■ EXERCISE MATERIAL:
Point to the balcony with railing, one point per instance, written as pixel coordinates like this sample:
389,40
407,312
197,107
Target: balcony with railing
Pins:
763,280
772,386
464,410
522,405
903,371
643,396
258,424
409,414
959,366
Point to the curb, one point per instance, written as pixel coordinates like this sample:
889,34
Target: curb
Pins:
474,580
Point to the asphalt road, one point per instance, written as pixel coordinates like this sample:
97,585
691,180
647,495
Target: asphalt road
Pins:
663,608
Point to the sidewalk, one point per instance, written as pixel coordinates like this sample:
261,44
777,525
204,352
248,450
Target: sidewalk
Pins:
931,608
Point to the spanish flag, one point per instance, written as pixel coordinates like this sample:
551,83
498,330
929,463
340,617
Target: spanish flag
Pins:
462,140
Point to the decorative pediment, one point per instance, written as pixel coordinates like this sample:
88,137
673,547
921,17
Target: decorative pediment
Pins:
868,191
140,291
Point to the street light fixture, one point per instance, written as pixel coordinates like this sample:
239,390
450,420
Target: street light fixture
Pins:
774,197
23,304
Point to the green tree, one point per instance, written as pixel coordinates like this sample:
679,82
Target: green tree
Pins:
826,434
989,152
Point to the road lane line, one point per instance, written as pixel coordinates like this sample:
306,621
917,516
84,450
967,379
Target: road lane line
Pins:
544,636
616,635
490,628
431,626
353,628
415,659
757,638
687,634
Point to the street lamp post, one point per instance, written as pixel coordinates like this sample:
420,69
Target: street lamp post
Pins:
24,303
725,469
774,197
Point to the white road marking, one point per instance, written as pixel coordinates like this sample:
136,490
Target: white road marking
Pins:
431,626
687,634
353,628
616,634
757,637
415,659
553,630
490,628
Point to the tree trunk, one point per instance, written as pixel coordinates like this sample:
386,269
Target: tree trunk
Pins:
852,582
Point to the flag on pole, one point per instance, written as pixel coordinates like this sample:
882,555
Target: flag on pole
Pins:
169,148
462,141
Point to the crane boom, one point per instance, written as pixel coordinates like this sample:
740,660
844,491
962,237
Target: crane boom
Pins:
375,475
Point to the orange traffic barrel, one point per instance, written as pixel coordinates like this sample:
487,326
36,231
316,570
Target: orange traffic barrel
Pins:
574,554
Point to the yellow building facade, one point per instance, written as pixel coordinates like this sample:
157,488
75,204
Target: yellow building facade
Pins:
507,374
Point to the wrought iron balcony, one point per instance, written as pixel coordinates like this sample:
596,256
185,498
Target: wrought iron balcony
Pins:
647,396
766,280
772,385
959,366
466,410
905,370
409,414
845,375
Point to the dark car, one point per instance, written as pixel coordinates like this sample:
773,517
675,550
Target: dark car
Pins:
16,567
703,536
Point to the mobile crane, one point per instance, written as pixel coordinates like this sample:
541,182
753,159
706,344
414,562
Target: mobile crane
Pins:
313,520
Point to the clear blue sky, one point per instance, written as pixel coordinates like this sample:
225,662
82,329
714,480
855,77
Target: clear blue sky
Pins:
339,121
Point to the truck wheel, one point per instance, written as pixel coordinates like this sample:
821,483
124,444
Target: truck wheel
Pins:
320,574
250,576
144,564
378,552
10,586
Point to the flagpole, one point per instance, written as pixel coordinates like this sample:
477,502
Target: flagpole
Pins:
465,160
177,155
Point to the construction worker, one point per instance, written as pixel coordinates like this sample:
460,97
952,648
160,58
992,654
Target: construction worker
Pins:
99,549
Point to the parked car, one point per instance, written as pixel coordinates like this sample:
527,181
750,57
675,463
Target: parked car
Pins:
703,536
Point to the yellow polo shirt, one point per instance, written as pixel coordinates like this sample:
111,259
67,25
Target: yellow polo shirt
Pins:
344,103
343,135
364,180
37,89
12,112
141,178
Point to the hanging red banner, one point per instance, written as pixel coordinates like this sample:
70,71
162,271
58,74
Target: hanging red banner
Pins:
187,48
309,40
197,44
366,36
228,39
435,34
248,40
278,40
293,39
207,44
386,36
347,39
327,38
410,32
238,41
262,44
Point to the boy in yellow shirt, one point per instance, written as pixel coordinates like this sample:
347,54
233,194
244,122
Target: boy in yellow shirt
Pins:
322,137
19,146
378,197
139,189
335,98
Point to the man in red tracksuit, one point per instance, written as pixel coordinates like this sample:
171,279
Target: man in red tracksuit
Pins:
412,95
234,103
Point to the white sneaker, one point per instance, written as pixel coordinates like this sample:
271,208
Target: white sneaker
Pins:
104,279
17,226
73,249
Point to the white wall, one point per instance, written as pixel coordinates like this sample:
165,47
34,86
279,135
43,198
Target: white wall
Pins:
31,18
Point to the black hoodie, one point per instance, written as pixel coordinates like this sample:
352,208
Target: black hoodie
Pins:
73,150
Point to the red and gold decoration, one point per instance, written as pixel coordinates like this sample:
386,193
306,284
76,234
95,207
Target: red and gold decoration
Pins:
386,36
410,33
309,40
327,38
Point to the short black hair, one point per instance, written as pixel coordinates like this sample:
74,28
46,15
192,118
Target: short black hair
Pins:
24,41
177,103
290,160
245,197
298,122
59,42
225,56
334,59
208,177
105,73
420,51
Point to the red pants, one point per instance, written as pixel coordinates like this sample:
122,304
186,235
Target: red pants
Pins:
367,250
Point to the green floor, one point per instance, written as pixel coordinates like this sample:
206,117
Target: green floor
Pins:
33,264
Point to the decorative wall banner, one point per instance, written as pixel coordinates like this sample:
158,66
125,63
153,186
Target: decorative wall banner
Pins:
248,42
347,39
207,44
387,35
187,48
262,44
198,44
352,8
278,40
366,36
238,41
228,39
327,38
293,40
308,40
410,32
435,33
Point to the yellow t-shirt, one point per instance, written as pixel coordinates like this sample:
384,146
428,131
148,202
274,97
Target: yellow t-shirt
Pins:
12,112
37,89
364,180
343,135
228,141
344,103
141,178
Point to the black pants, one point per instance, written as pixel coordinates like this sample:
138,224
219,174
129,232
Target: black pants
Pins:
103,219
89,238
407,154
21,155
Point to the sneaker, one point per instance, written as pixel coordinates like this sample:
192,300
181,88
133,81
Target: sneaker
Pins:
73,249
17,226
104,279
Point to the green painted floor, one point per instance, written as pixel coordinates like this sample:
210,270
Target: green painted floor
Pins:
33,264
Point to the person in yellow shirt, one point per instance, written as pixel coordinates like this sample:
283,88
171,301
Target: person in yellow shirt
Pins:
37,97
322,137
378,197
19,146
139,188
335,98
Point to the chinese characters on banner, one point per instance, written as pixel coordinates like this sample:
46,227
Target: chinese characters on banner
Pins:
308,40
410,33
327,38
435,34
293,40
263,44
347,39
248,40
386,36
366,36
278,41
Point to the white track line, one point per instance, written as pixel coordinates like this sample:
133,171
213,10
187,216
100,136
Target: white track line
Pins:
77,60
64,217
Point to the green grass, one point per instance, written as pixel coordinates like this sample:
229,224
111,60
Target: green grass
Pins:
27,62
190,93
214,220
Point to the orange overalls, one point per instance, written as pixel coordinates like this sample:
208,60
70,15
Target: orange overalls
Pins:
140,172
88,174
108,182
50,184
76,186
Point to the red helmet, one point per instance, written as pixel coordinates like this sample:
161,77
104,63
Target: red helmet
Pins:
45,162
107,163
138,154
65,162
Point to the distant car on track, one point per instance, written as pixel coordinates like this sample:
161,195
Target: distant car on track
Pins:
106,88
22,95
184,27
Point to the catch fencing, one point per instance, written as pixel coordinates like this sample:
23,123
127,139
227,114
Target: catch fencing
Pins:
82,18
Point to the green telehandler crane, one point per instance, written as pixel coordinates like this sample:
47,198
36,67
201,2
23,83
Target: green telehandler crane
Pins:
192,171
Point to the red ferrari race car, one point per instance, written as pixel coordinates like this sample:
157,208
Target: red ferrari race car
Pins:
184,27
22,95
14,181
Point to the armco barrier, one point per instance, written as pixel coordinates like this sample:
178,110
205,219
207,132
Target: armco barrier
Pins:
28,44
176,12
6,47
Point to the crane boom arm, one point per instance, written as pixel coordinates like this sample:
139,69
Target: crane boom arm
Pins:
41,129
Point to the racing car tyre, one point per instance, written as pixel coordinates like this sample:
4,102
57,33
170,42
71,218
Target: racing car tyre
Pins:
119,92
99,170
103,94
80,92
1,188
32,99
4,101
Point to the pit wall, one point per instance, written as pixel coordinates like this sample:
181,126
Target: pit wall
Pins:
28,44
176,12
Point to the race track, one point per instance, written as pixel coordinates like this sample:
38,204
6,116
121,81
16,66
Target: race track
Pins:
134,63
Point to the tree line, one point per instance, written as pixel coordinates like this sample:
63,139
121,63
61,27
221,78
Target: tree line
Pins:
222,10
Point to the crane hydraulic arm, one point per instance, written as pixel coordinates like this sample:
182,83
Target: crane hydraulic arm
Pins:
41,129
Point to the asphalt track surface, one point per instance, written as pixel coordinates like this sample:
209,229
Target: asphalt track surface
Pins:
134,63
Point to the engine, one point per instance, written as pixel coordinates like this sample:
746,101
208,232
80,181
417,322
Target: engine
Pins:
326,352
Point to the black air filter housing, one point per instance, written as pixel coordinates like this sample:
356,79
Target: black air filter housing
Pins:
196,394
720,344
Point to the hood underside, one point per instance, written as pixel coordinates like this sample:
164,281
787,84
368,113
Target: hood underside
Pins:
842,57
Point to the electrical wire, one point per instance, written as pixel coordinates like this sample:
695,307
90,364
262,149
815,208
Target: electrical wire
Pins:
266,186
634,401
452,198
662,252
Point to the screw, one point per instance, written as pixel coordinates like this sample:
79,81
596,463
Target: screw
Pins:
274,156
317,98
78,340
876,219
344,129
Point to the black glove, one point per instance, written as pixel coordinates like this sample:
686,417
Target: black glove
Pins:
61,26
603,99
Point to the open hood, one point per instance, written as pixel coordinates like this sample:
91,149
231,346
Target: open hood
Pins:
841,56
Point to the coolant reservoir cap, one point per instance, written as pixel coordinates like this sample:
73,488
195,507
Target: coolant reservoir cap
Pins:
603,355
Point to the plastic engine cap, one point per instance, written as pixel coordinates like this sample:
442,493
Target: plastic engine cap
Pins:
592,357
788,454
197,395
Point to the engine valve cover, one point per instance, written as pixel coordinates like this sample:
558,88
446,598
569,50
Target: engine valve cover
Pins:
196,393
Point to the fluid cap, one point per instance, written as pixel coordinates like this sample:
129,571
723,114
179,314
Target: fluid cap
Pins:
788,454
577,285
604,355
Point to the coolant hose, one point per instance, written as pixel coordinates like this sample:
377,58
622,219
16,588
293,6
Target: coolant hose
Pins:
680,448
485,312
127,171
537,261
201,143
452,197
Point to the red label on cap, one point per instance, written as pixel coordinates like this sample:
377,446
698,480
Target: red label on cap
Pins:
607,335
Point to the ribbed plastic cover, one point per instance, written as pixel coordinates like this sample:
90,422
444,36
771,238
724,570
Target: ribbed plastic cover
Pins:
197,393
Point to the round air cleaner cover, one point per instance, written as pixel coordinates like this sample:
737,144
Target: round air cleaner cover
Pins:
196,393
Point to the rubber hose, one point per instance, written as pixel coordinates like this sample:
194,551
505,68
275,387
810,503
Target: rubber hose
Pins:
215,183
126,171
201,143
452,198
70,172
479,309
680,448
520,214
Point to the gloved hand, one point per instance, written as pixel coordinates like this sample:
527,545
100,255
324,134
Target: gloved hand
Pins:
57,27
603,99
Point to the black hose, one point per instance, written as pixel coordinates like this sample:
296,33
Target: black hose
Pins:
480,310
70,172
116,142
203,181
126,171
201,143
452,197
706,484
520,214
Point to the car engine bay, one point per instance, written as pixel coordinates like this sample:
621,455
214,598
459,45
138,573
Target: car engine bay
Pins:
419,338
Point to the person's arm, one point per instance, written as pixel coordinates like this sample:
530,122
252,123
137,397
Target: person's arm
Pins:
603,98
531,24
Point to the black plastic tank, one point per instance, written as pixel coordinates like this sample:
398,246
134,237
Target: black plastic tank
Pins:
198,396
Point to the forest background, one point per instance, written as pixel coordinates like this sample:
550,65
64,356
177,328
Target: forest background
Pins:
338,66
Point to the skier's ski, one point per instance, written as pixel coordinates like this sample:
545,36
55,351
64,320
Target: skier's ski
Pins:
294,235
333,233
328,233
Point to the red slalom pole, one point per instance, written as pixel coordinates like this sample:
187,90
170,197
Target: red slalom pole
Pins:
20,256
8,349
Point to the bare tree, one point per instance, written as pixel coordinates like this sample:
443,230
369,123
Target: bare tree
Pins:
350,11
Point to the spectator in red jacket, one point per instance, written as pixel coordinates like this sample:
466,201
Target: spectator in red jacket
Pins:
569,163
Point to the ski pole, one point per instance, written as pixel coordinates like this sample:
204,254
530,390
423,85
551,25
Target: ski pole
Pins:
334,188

■ GOAL OF THE EXERCISE: Please copy every line of the records above in which "painted" appears.

■ ANSWER TO THIS PROBLEM:
Point to the green painted floor, one point per instance, written as pixel coordinates like this sample:
Target: green painted floor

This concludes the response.